Records for the exercise:
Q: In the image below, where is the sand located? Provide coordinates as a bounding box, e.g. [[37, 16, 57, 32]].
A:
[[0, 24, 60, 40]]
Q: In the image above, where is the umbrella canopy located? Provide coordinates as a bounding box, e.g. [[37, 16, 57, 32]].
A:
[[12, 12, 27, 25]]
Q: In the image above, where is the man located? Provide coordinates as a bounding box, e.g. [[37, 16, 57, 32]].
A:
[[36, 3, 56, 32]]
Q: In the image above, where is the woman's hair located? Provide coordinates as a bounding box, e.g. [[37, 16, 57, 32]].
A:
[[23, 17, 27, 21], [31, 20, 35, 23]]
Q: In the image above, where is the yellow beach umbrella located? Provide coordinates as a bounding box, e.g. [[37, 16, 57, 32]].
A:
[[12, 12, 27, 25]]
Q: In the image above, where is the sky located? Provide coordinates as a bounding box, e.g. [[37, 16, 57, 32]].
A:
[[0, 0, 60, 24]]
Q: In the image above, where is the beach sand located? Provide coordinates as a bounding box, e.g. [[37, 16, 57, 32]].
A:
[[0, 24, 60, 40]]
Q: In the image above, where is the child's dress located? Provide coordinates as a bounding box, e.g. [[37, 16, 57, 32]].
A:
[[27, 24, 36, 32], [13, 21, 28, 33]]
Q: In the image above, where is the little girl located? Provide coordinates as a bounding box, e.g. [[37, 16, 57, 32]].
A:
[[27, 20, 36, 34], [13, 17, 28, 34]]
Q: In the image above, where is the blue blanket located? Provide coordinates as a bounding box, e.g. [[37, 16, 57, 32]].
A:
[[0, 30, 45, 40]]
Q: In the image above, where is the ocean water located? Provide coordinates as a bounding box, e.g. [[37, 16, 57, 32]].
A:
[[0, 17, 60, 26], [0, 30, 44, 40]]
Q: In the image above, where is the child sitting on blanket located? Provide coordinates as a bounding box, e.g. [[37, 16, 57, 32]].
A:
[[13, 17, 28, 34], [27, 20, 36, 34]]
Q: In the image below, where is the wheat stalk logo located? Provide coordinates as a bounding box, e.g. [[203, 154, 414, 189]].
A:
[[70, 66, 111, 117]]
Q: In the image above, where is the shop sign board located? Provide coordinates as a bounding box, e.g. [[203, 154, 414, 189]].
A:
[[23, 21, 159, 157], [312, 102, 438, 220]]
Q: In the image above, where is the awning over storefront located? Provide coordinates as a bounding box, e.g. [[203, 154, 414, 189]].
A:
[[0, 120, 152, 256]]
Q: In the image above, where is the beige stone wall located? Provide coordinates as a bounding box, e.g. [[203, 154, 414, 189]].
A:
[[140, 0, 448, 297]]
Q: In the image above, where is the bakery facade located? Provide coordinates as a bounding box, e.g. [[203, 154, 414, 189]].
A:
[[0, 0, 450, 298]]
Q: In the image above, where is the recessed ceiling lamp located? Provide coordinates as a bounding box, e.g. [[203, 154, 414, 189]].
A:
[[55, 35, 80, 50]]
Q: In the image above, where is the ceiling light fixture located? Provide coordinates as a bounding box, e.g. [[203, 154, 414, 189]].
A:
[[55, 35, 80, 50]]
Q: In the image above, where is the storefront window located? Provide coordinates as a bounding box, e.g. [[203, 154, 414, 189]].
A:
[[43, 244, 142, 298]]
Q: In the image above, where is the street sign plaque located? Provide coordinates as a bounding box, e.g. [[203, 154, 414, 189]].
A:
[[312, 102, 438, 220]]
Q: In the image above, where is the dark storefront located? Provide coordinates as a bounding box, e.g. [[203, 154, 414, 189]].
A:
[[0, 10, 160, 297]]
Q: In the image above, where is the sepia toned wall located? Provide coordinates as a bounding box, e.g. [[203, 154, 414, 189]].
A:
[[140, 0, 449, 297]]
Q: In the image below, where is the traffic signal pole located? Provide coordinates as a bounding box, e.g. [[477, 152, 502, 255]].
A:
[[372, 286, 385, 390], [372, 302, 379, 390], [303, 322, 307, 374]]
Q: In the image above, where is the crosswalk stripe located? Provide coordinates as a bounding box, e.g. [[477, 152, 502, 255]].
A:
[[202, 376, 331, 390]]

Given problem: Present all of the entries above as a numbered list, leaving out any blank lines.

Exercise output:
1. Q: In the image below, where is the sand located? Provide coordinates as a bounding box, e.g. [[37, 16, 57, 32]].
2. A:
3. [[0, 24, 60, 40]]
4. Q: In the image above, where is the umbrella canopy located? Provide coordinates as a bounding box, e.g. [[37, 16, 57, 32]].
5. A:
6. [[12, 12, 27, 25]]
7. Q: In the image above, where is the man located? Provide coordinates as a bounding box, e.g. [[37, 16, 57, 32]].
8. A:
9. [[36, 3, 56, 32]]
10. Q: In the image above, where is the woman's hair located? Provide coordinates as a bounding box, e.g. [[37, 16, 57, 32]].
11. A:
12. [[23, 17, 27, 21], [31, 20, 35, 23]]
13. Q: In the image above, where is the yellow beach umbrella located? Provide coordinates as a bounding box, e.g. [[37, 16, 57, 32]].
14. A:
15. [[12, 12, 27, 25]]
16. Q: In the image above, where is the sky located? Provide coordinates as a bounding box, e.g. [[37, 16, 57, 32]].
17. A:
18. [[0, 0, 60, 24]]
19. Q: In the image above, where is the beach sand located? Provide coordinates as a bounding box, e.g. [[37, 16, 57, 32]].
20. A:
21. [[0, 24, 60, 40]]
22. Q: In the image above, where is the child's dress located? Provide coordinates as a bounding box, e.g. [[37, 16, 57, 32]].
23. A:
24. [[27, 24, 36, 32], [13, 21, 28, 33]]
25. Q: In the image above, where is the little girl located? Provide coordinates as a bounding box, e.g. [[37, 16, 57, 32]].
26. A:
27. [[27, 20, 36, 34], [13, 17, 28, 34]]
28. Q: In the image above, where is the blue blanket located? Provide coordinates as a bounding box, e.g. [[37, 16, 57, 32]].
29. A:
30. [[0, 30, 45, 40]]
31. Q: In the image above, where is the ocean water located? Provide coordinates as a bounding box, e.g. [[37, 16, 57, 32]].
32. A:
33. [[0, 17, 60, 26], [0, 30, 44, 40]]
34. Q: In the image above, where is the child sitting on blanket located? Provide coordinates as a bounding box, e.g. [[37, 16, 57, 32]].
35. A:
36. [[13, 17, 28, 34], [27, 20, 36, 34]]
37. Q: In the image below, where is the wheat stalk logo located? Provide coordinates as a bounding box, e.g. [[203, 154, 414, 189]].
38. A:
39. [[70, 66, 111, 117]]
40. Q: In the image above, where is the shop sign board located? Provide coordinates as a bounding box, e.g. [[203, 154, 414, 189]].
41. A:
42. [[23, 21, 159, 157], [312, 102, 438, 220]]
43. Q: In the image above, where is the awning over storefront located? Provide coordinates as a bounding box, e.g. [[203, 154, 414, 189]].
44. A:
45. [[0, 120, 152, 256]]
46. Q: In the image above, where is the beige stone wall located? Provide coordinates as a bounding box, e.g. [[203, 154, 414, 189]].
47. A:
48. [[140, 0, 448, 297]]
49. Q: In the image above, where is the bakery facade located? Provide coordinates as a bounding box, e.g. [[203, 154, 414, 189]].
50. A:
51. [[0, 0, 450, 298]]
52. Q: In the image above, where is the recessed ceiling lamp located? Provide coordinates as a bounding box, e.g. [[203, 154, 414, 189]].
53. A:
54. [[55, 35, 80, 50]]
55. Q: In the image above, where is the ceiling light fixture located? Provide coordinates as a bounding box, e.g. [[203, 154, 414, 189]].
56. A:
57. [[55, 35, 80, 50]]
58. Q: In the image above, where is the storefront window located? Provide coordinates as a bounding box, e.g. [[203, 154, 414, 189]].
59. A:
60. [[43, 244, 142, 298]]
61. Q: In the image above, where is the street sign plaque located? Provide coordinates as a bounding box, e.g. [[203, 154, 414, 189]].
62. A:
63. [[312, 102, 438, 220]]
64. Q: In the image above, where is the dark storefront located? Provide coordinates as a bounding box, e.g. [[203, 154, 414, 189]].
65. A:
66. [[0, 10, 160, 297]]
67. Q: In the image above, where is the sepia toned wall located? Provide coordinates as a bounding box, e.g. [[203, 154, 414, 189]].
68. A:
69. [[140, 0, 449, 297]]
70. Q: In the image below, where is the traffic signal pole located? Provide coordinates as a bounding box, e.g. [[477, 152, 502, 255]].
71. A:
72. [[372, 286, 385, 390], [372, 302, 379, 390], [303, 322, 307, 374]]
73. Q: In the image above, where is the crosswalk stripe located? Provide coordinates as a bounding box, e.g. [[477, 152, 502, 255]].
74. A:
75. [[202, 376, 331, 390]]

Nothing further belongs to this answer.